Directions:
Copy each of the entries below line for line, with no changes.
───── Records to process
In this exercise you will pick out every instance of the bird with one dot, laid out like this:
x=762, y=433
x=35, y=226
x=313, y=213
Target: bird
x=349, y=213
──────────
Answer in full:
In this exercise you will pick out every instance of the bird with one dot, laid out like this:
x=762, y=433
x=35, y=226
x=313, y=213
Target: bird
x=349, y=213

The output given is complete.